SUPPLIED RECORDS section start

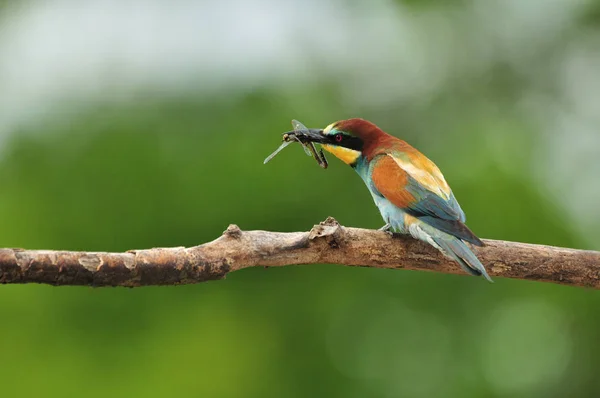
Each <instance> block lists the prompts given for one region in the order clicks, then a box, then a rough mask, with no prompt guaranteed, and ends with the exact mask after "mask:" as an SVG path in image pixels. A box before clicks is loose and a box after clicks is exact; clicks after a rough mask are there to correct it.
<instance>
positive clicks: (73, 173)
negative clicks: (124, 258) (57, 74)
mask: <svg viewBox="0 0 600 398" xmlns="http://www.w3.org/2000/svg"><path fill="white" fill-rule="evenodd" d="M407 3H416V2H414V1H410V2H408V1H407ZM430 3H432V2H430ZM0 4H1V1H0ZM522 84H523V81H522V77H520V76H517V75H516V74H515V73H514V72H513V71H511V70H510V68H504V67H498V70H495V72H494V73H493V79H492V78H490V76H481V77H480V79H479V80H477V79H476V78H473V79H465V80H464V81H461V80H457V81H455V82H454V84H453V85H452V86H450V87H447V88H446V90H445V91H444V92H442V93H440V94H439V95H437V96H435V97H433V98H431V99H430V101H428V102H427V103H423V104H410V103H401V104H392V105H389V106H387V107H379V108H375V107H374V108H367V107H365V108H363V109H360V107H359V109H356V108H355V109H350V108H349V107H346V106H344V105H343V104H344V101H343V98H342V94H341V93H342V90H341V87H339V86H337V85H336V84H331V83H328V82H323V83H322V84H320V85H315V86H307V87H304V88H298V87H295V88H292V87H284V88H277V89H275V88H269V87H262V88H256V89H255V90H253V91H252V92H250V93H249V94H246V95H245V96H239V95H238V96H236V97H235V98H233V99H232V98H231V97H229V95H228V93H223V94H222V95H221V96H220V97H215V98H211V99H207V98H206V97H204V96H194V95H182V96H180V97H175V98H173V97H170V98H165V97H162V96H160V95H155V96H152V95H148V96H140V97H139V98H138V99H136V100H135V101H125V102H120V103H108V104H96V106H95V107H94V108H92V109H87V110H83V111H82V110H78V111H74V112H72V113H65V114H63V115H60V117H57V118H55V119H53V120H51V121H49V122H45V123H44V125H40V126H36V127H30V128H28V129H23V130H22V131H19V132H16V133H15V134H12V135H11V136H10V137H9V138H7V140H6V141H5V142H4V150H3V154H2V157H0V181H2V187H3V189H2V190H1V191H0V220H2V224H3V226H4V228H1V229H0V246H1V247H23V248H30V249H36V248H40V249H41V248H44V249H65V250H99V251H122V250H128V249H134V248H149V247H156V246H191V245H196V244H199V243H202V242H205V241H209V240H212V239H214V238H216V237H217V236H218V235H219V234H220V233H221V232H222V231H223V230H224V229H225V228H227V225H228V224H229V223H236V224H238V225H239V226H240V227H241V228H242V229H268V230H279V231H294V230H307V229H309V228H310V227H311V226H312V225H313V224H316V223H318V222H319V221H322V220H324V219H325V218H326V217H327V216H334V217H335V218H337V219H338V220H339V221H340V222H341V223H342V224H344V225H349V226H360V227H365V228H377V227H380V226H381V224H382V222H381V219H380V216H379V213H378V211H377V209H376V208H375V206H374V205H373V204H372V200H371V198H370V196H369V194H368V191H367V190H366V189H365V187H364V186H363V183H362V181H361V180H360V179H359V178H358V177H357V176H356V175H355V174H354V173H353V172H352V170H351V169H349V168H348V167H346V166H345V165H343V164H341V162H339V161H337V160H334V159H330V167H329V168H328V169H327V170H322V169H320V168H319V167H317V166H316V165H315V163H314V162H313V161H311V160H310V159H308V158H306V157H305V155H304V154H303V153H302V151H301V150H300V148H298V147H291V148H289V149H286V150H285V151H284V152H283V153H282V154H281V155H279V156H278V157H277V158H275V159H274V160H273V161H272V162H271V163H269V164H268V165H266V166H265V165H263V164H262V161H263V159H264V158H265V156H267V155H268V154H269V153H270V152H271V151H272V150H274V149H275V148H276V147H277V145H278V144H279V141H280V133H281V132H283V131H286V130H289V129H290V125H289V120H291V119H292V118H297V119H299V120H301V121H302V122H303V123H305V124H307V125H309V126H315V127H316V126H325V125H327V124H329V123H331V122H332V121H334V120H338V119H342V118H346V117H351V116H360V117H364V118H367V119H371V120H373V121H375V122H377V123H378V124H379V125H380V126H381V127H383V128H384V129H385V130H387V131H389V132H390V133H393V134H395V135H397V136H399V137H402V138H403V139H406V140H407V141H409V142H410V143H411V144H413V145H415V146H416V147H417V148H419V149H421V150H422V151H423V152H424V153H426V154H427V155H428V156H429V157H431V158H432V159H434V160H435V161H436V163H437V164H438V165H439V166H440V168H441V169H442V170H443V172H444V174H445V175H446V177H447V179H448V181H449V182H450V184H451V185H452V187H453V189H454V192H455V194H456V196H457V198H458V200H459V201H460V202H461V205H462V206H463V208H464V209H465V211H466V213H467V217H468V224H469V226H470V227H471V228H472V229H473V230H474V231H475V232H476V233H477V234H478V235H480V236H482V237H485V238H495V239H507V240H514V241H525V242H532V243H544V244H552V245H562V246H569V247H584V246H585V243H584V242H583V241H582V240H581V237H580V236H578V234H577V233H575V232H574V228H573V226H572V225H571V223H570V220H569V219H568V217H567V216H565V215H564V212H563V211H562V210H561V208H560V207H559V205H558V204H557V203H555V202H553V201H552V200H551V199H549V198H547V197H546V195H544V193H543V191H542V190H541V189H540V187H539V184H537V183H536V181H534V180H533V179H532V176H531V175H530V174H529V173H527V172H524V171H525V170H527V168H528V160H529V156H530V153H531V151H532V149H533V147H534V146H535V145H536V143H535V134H536V131H535V128H534V127H533V126H532V125H531V123H530V122H529V120H528V119H527V118H525V117H523V115H522V114H521V113H520V112H518V111H517V110H515V108H514V100H515V97H517V96H518V92H519V90H520V89H521V87H522ZM67 105H68V104H67ZM65 108H66V109H69V107H68V106H66V107H65ZM73 109H80V108H77V107H73ZM490 137H492V138H490ZM498 152H501V153H505V154H506V157H507V158H508V159H509V161H507V162H504V163H503V162H498V160H497V158H496V157H495V156H492V154H494V153H498ZM598 305H600V296H599V295H598V294H596V292H591V291H588V290H585V289H576V288H569V287H562V286H554V285H549V284H543V283H533V282H525V281H511V280H500V279H499V280H497V281H496V283H495V284H494V285H490V284H487V283H485V282H484V281H483V280H482V279H480V278H473V277H467V276H456V275H441V274H435V273H419V272H410V271H392V270H374V269H364V268H348V267H342V266H333V265H319V266H301V267H300V266H298V267H296V266H294V267H285V268H280V269H274V268H271V269H251V270H244V271H240V272H236V273H234V274H231V275H229V276H228V277H227V279H226V280H223V281H218V282H211V283H205V284H201V285H197V286H179V287H149V288H140V289H91V288H83V287H61V288H52V287H48V286H33V285H31V286H1V288H0V317H1V319H2V320H3V328H2V338H1V339H0V353H1V354H2V355H1V357H2V361H1V364H0V375H1V376H0V381H1V382H2V392H3V394H4V395H5V396H79V395H83V396H86V397H95V396H97V397H104V396H107V395H118V396H144V397H159V396H170V395H173V396H201V397H244V398H247V397H267V396H269V397H331V396H344V397H348V398H351V397H365V396H369V397H398V396H402V397H409V396H410V397H432V396H445V397H450V396H456V397H471V396H473V397H475V396H486V397H487V396H489V397H493V396H497V397H562V396H565V395H567V394H568V395H569V396H597V395H598V394H599V393H600V385H599V383H598V381H597V378H596V369H597V368H598V366H600V360H599V359H598V358H600V344H598V339H597V336H598V334H599V333H600V321H598V316H597V315H598V311H597V308H598Z"/></svg>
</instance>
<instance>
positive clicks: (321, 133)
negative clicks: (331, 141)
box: [286, 129, 327, 144]
mask: <svg viewBox="0 0 600 398" xmlns="http://www.w3.org/2000/svg"><path fill="white" fill-rule="evenodd" d="M286 134H288V135H294V136H296V137H298V138H299V139H300V141H302V142H304V143H309V142H315V143H317V144H323V143H326V142H327V137H325V136H324V135H323V129H307V130H303V131H288V132H287V133H286Z"/></svg>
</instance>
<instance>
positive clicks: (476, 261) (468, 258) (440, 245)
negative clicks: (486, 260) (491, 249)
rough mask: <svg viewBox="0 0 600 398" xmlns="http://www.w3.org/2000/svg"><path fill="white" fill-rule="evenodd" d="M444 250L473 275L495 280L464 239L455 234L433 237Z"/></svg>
mask: <svg viewBox="0 0 600 398" xmlns="http://www.w3.org/2000/svg"><path fill="white" fill-rule="evenodd" d="M432 238H433V241H434V242H435V243H436V244H437V245H438V246H439V247H440V248H441V249H442V252H443V253H444V254H446V255H447V256H449V257H451V258H452V259H454V260H455V261H456V262H457V263H459V264H460V266H461V267H462V269H464V270H465V271H466V272H468V273H469V274H471V275H476V276H479V275H483V276H484V278H485V279H487V280H488V281H490V282H492V283H493V282H494V281H493V280H492V278H490V276H489V275H488V273H487V271H486V270H485V267H484V266H483V264H481V261H479V259H478V258H477V256H475V254H474V253H473V252H472V251H471V249H469V246H467V245H466V243H465V242H463V241H462V240H460V239H458V238H456V237H454V236H450V235H448V236H444V237H432Z"/></svg>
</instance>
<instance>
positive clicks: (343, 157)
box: [323, 145, 360, 164]
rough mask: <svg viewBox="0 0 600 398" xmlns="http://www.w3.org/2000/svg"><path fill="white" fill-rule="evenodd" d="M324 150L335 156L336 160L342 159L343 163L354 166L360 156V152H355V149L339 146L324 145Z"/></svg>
mask: <svg viewBox="0 0 600 398" xmlns="http://www.w3.org/2000/svg"><path fill="white" fill-rule="evenodd" d="M323 149H325V150H326V151H327V152H329V153H331V154H333V156H335V157H336V158H338V159H340V160H341V161H342V162H344V163H346V164H353V163H355V162H356V159H358V157H359V156H360V152H359V151H355V150H354V149H348V148H344V147H343V146H337V145H323Z"/></svg>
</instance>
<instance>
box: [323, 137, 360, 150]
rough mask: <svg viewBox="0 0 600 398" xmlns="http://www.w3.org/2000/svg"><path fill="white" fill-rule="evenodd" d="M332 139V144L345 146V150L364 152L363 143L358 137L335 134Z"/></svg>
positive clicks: (332, 137)
mask: <svg viewBox="0 0 600 398" xmlns="http://www.w3.org/2000/svg"><path fill="white" fill-rule="evenodd" d="M330 137H331V138H330V140H331V143H332V144H335V145H338V146H343V147H344V148H349V149H354V150H355V151H362V148H363V142H362V140H361V139H360V138H358V137H355V136H353V135H350V134H347V133H343V132H341V133H340V132H338V133H335V134H333V135H331V136H330Z"/></svg>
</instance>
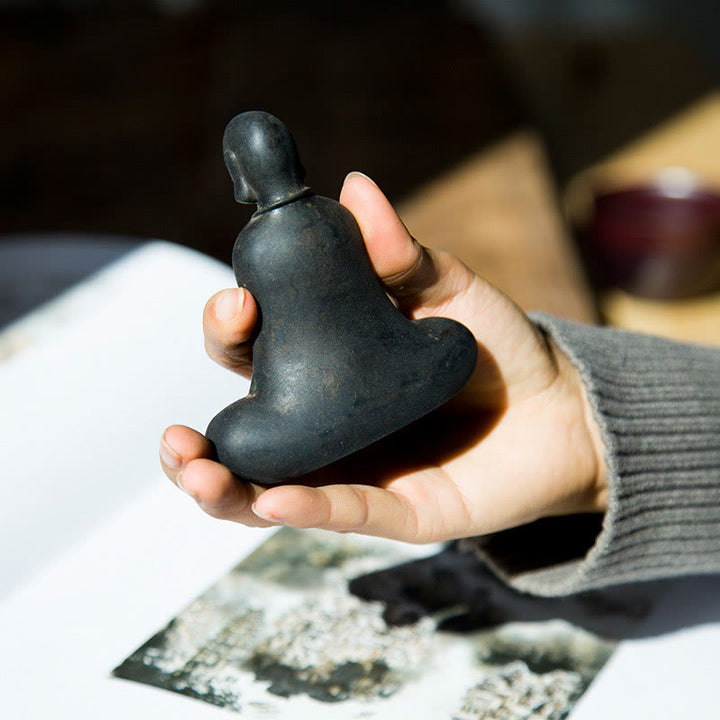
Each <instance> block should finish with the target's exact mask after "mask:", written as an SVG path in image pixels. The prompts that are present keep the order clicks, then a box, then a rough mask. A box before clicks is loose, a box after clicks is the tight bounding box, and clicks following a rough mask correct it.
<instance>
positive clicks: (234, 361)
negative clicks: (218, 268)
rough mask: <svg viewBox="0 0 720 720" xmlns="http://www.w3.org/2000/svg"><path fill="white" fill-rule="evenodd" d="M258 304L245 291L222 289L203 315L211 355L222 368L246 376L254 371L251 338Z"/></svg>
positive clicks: (240, 289) (252, 331) (210, 302)
mask: <svg viewBox="0 0 720 720" xmlns="http://www.w3.org/2000/svg"><path fill="white" fill-rule="evenodd" d="M257 315H258V311H257V305H256V304H255V299H254V298H253V296H252V295H251V294H250V293H249V292H248V291H247V290H245V289H243V288H232V289H229V290H221V291H220V292H218V293H216V294H215V295H213V296H212V297H211V298H210V300H208V302H207V303H206V305H205V310H204V312H203V332H204V334H205V349H206V351H207V353H208V355H209V356H210V357H211V358H212V359H213V360H215V362H217V363H219V364H220V365H222V366H224V367H226V368H228V369H230V370H234V371H235V372H237V373H240V374H241V375H244V376H245V377H250V374H251V372H252V347H251V344H250V342H249V341H250V339H251V338H252V334H253V332H254V330H255V324H256V322H257Z"/></svg>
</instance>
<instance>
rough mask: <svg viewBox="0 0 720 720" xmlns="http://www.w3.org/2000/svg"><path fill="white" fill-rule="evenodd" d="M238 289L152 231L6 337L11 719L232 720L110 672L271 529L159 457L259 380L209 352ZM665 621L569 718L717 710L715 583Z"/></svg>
mask: <svg viewBox="0 0 720 720" xmlns="http://www.w3.org/2000/svg"><path fill="white" fill-rule="evenodd" d="M232 284H233V278H232V274H231V272H230V270H229V268H227V267H226V266H223V265H222V264H220V263H216V262H215V261H212V260H209V259H208V258H205V257H203V256H200V255H198V254H196V253H193V252H191V251H188V250H185V249H182V248H178V247H175V246H173V245H170V244H167V243H151V244H148V245H147V246H145V247H144V248H142V249H141V250H139V251H137V252H135V253H133V254H132V255H130V256H128V257H127V258H125V259H124V260H122V261H121V262H119V263H118V264H116V265H114V266H113V267H111V268H109V269H108V270H106V271H104V272H103V273H101V275H100V276H98V277H95V278H93V279H91V280H90V281H88V282H87V283H85V284H84V285H83V286H80V287H78V288H76V289H75V290H73V291H72V292H71V293H70V294H68V295H66V296H64V297H63V298H61V299H60V300H58V301H57V302H55V303H53V304H52V305H50V306H48V307H46V308H43V309H41V310H40V311H38V312H37V313H35V314H34V315H33V316H30V317H28V318H25V319H23V320H22V321H21V322H20V323H18V324H16V325H15V326H13V327H12V328H10V329H9V330H8V331H7V332H5V333H4V334H3V335H1V336H0V356H4V359H3V360H2V361H0V446H1V447H2V454H1V457H2V460H1V461H0V462H1V463H2V466H1V469H2V472H1V473H0V487H1V488H2V497H3V502H2V503H1V504H0V563H1V565H0V600H1V602H0V647H2V652H0V716H1V717H3V718H11V719H12V720H23V719H25V718H27V719H28V720H29V719H31V718H32V719H33V720H35V719H36V718H44V717H52V718H60V719H62V718H72V719H73V720H82V719H83V718H88V719H89V718H93V719H95V718H98V717H102V718H104V719H105V718H107V719H108V720H112V719H113V718H123V719H124V720H125V719H126V718H128V717H139V718H146V717H147V718H151V717H152V718H160V717H163V718H164V717H173V718H179V719H180V720H182V718H205V717H207V718H211V717H218V718H219V717H225V718H227V717H231V715H229V714H228V712H227V711H225V710H220V709H218V708H215V707H213V706H211V705H207V704H205V703H202V702H198V701H195V700H190V699H188V698H185V697H183V696H181V695H177V694H174V693H171V692H166V691H164V690H159V689H155V688H151V687H148V686H144V685H140V684H136V683H132V682H128V681H123V680H118V679H113V678H111V677H110V671H111V670H112V669H113V668H114V667H115V666H116V665H117V664H118V663H120V662H122V661H123V660H124V659H125V658H126V657H127V656H128V655H129V654H130V653H131V652H132V651H133V650H135V649H136V648H137V647H138V646H139V645H140V644H142V643H143V642H144V641H145V640H147V639H148V638H149V637H150V636H152V635H153V634H154V633H156V632H157V631H158V630H159V629H161V628H162V627H163V626H164V625H165V624H166V623H167V622H168V621H169V620H171V619H172V618H173V617H174V616H175V615H176V613H177V612H178V611H179V610H181V609H182V608H183V607H185V606H186V605H187V603H188V602H190V601H191V600H192V599H193V598H195V597H197V596H198V595H199V594H201V593H202V592H203V591H205V590H206V589H207V588H208V587H209V586H210V585H212V584H213V583H214V582H216V581H217V579H218V578H219V577H221V576H222V575H223V574H224V573H225V572H226V571H227V570H228V569H229V568H230V567H232V566H233V565H234V564H235V563H237V562H238V561H239V560H240V559H241V558H242V557H243V556H244V555H246V554H247V553H248V552H250V551H251V550H252V549H253V548H254V547H256V546H257V545H258V544H259V543H261V542H262V541H263V540H264V539H266V538H267V537H268V533H267V532H265V531H258V530H251V529H245V528H242V527H240V526H237V525H234V524H231V523H223V522H218V521H216V520H212V519H210V518H208V517H205V516H204V515H203V514H202V513H201V512H199V511H198V509H197V508H196V507H195V506H194V503H193V502H192V501H191V500H190V499H189V498H186V497H185V496H183V495H182V494H181V493H179V492H178V491H177V490H176V489H175V488H174V487H172V486H171V485H170V483H168V481H167V480H166V479H165V478H164V477H163V476H162V473H161V471H160V469H159V466H158V462H157V443H158V439H159V436H160V433H161V431H162V429H163V428H164V427H165V425H167V424H169V423H171V422H184V423H187V424H189V425H193V426H196V427H200V428H203V427H204V426H205V424H206V423H207V421H208V420H209V419H210V417H212V415H213V414H214V413H215V412H216V411H217V410H218V409H220V408H221V407H223V406H224V405H226V404H227V403H228V402H229V401H230V400H231V399H234V398H235V397H240V396H241V395H243V394H244V393H245V391H246V387H247V385H246V382H245V381H242V380H240V379H238V378H237V377H235V376H233V375H232V374H231V373H228V372H227V371H225V370H223V369H221V368H218V367H216V366H215V365H214V364H213V363H212V362H211V361H209V360H208V359H207V357H206V356H205V353H204V350H203V347H202V337H201V328H200V320H201V312H202V307H203V304H204V302H205V300H206V299H207V298H208V297H209V296H210V295H211V294H212V293H213V292H215V291H216V290H218V289H220V288H222V287H227V286H230V285H232ZM652 622H653V623H654V625H655V626H656V627H657V628H659V629H660V630H662V632H661V634H659V635H658V636H657V637H651V638H649V639H642V640H633V641H625V642H623V643H622V644H621V646H620V649H619V650H618V651H617V652H616V653H615V655H613V657H612V658H611V660H610V662H609V663H608V665H607V666H606V667H605V669H604V670H603V671H602V672H601V674H600V675H599V676H598V677H597V679H596V680H595V682H594V683H593V684H592V685H591V687H590V690H589V691H588V692H587V694H586V695H585V696H584V697H583V698H582V700H581V701H580V704H579V705H578V706H577V707H576V709H575V710H574V711H573V713H572V716H571V717H572V720H596V719H599V718H603V720H605V719H606V718H607V717H613V718H615V720H620V719H622V718H628V720H629V719H632V720H637V718H645V717H647V718H677V717H712V716H713V715H714V713H715V708H716V705H717V700H716V690H715V688H716V683H717V677H718V670H720V662H719V661H718V660H717V647H718V644H719V643H720V581H718V580H717V579H715V578H705V579H690V580H686V581H682V582H678V583H677V584H676V585H675V586H674V588H673V590H672V592H671V593H670V594H669V595H668V596H667V597H666V598H665V599H664V601H663V604H662V605H661V607H660V608H659V610H658V613H657V615H656V617H655V618H654V620H653V621H652ZM683 626H685V628H684V629H682V628H683ZM677 628H681V629H677ZM439 671H440V670H439ZM462 682H464V680H463V678H461V677H459V676H452V677H449V678H448V679H447V688H448V690H447V692H448V693H450V692H459V690H460V689H461V687H462ZM456 685H457V687H455V686H456ZM423 692H427V688H425V689H423V688H419V689H417V708H418V709H417V711H416V712H414V713H413V714H414V715H415V717H417V718H418V720H419V718H421V717H425V715H427V712H426V713H425V715H423V714H422V712H423V709H424V710H425V711H428V709H430V717H432V712H431V708H432V707H433V706H432V698H430V697H425V696H424V695H423ZM298 707H300V708H303V707H304V708H305V711H306V712H307V716H308V717H313V712H314V706H313V705H312V703H311V702H310V701H309V700H308V701H307V702H306V703H304V701H303V702H300V703H299V704H298V705H296V706H294V712H295V714H293V716H292V717H293V720H297V718H298V715H297V709H298ZM324 712H328V713H330V711H329V710H328V709H327V708H325V709H324ZM330 714H332V713H330ZM334 716H335V717H347V715H346V714H345V713H344V711H343V708H342V707H341V706H338V707H337V712H336V714H335V715H334ZM388 717H392V715H389V716H388Z"/></svg>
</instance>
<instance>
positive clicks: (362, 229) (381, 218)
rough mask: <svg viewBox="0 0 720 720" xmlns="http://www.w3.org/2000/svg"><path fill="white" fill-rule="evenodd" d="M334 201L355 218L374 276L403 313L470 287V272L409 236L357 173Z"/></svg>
mask: <svg viewBox="0 0 720 720" xmlns="http://www.w3.org/2000/svg"><path fill="white" fill-rule="evenodd" d="M340 202H341V203H342V204H343V205H345V207H347V208H348V210H350V211H351V212H352V213H353V215H354V216H355V219H356V220H357V222H358V225H359V226H360V230H361V232H362V235H363V239H364V240H365V245H366V247H367V251H368V255H369V256H370V260H371V262H372V264H373V267H374V269H375V272H376V273H377V274H378V276H379V277H380V279H381V280H382V281H383V282H384V283H385V285H386V286H387V287H388V289H389V290H390V292H391V293H392V294H393V295H394V296H395V297H396V298H398V299H399V300H400V301H401V303H403V302H404V304H405V305H406V306H408V307H409V309H413V308H414V307H417V306H419V305H429V306H432V307H434V308H437V307H438V306H441V305H443V304H445V303H446V302H448V301H449V300H450V299H451V298H452V297H453V296H455V295H457V294H458V293H460V292H462V291H464V290H465V289H466V288H467V287H468V286H469V285H470V284H472V282H473V280H474V278H475V275H474V273H472V272H471V271H470V270H469V269H468V268H467V267H465V265H463V264H462V263H461V262H460V261H459V260H457V259H455V258H453V257H452V256H450V255H447V254H446V253H442V252H436V251H432V250H429V249H427V248H425V247H423V246H422V245H420V243H418V242H417V241H416V240H415V239H414V238H413V237H412V235H410V233H409V231H408V229H407V228H406V227H405V225H404V224H403V222H402V220H401V219H400V217H399V216H398V214H397V213H396V212H395V210H394V208H393V207H392V205H391V204H390V202H389V201H388V199H387V198H386V197H385V195H383V193H382V191H381V190H380V188H378V186H377V185H376V184H375V183H374V182H373V181H372V180H370V179H369V178H368V177H366V176H365V175H363V174H362V173H358V172H352V173H350V174H349V175H348V176H347V177H346V178H345V182H344V184H343V187H342V190H341V192H340Z"/></svg>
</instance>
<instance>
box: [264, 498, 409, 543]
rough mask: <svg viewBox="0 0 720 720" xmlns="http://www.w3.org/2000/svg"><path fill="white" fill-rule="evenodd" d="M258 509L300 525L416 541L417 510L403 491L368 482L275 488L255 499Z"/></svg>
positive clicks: (276, 518) (287, 522)
mask: <svg viewBox="0 0 720 720" xmlns="http://www.w3.org/2000/svg"><path fill="white" fill-rule="evenodd" d="M254 510H255V513H256V514H257V515H258V516H259V517H262V518H264V519H265V520H267V521H268V522H272V523H279V524H283V525H290V526H292V527H297V528H322V529H325V530H334V531H335V532H357V533H362V534H364V535H378V536H383V537H390V538H393V539H398V540H400V539H402V540H407V541H409V542H413V541H414V539H415V538H416V537H417V531H416V523H415V516H414V511H413V509H412V507H411V506H410V504H409V503H408V502H407V501H406V500H405V498H403V497H402V496H401V495H399V494H396V493H394V492H391V491H389V490H385V489H382V488H378V487H373V486H367V485H328V486H325V487H318V488H312V487H305V486H302V485H287V486H280V487H276V488H271V489H270V490H268V491H267V492H265V493H263V495H261V496H260V497H259V498H258V499H257V501H256V503H255V508H254Z"/></svg>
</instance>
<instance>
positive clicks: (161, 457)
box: [160, 438, 182, 470]
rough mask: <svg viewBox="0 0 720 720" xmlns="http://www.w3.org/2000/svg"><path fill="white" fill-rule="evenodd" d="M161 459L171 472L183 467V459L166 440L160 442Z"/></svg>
mask: <svg viewBox="0 0 720 720" xmlns="http://www.w3.org/2000/svg"><path fill="white" fill-rule="evenodd" d="M160 459H161V460H162V462H163V464H164V465H165V466H166V467H167V468H169V469H170V470H177V469H178V468H179V467H180V466H181V465H182V458H181V457H180V456H179V455H178V454H177V453H176V452H175V451H174V450H173V449H172V448H171V447H170V446H169V445H168V444H167V442H166V441H165V439H164V438H163V439H162V440H161V441H160Z"/></svg>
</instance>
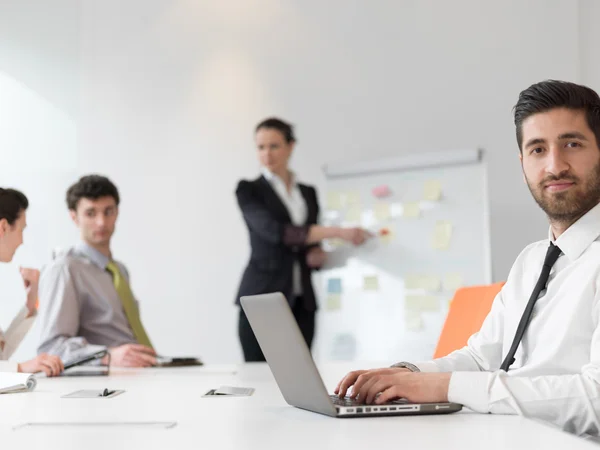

SUPPLIED RECORDS section end

- _ACTION ITEM_: Write out the lines of the stored entries above, starting at the beginning of the entries and ending with the line that contains "negative clicks: (124, 258) (57, 74)", both ends included. Leave the pictures out of your answer.

- _RESULT_:
Each <instance> block lists the prompts given for one region in the order clicks, then a box, then a rough mask, with no prompt guaranteed, and ends with the exact mask after "mask:" as an SVG path in image pixels. A box before clicks is loose and a box after clicks is exact; clicks after a rough mask are there to correct it.
<instance>
positive clicks: (73, 173)
negative clicks: (124, 258) (57, 74)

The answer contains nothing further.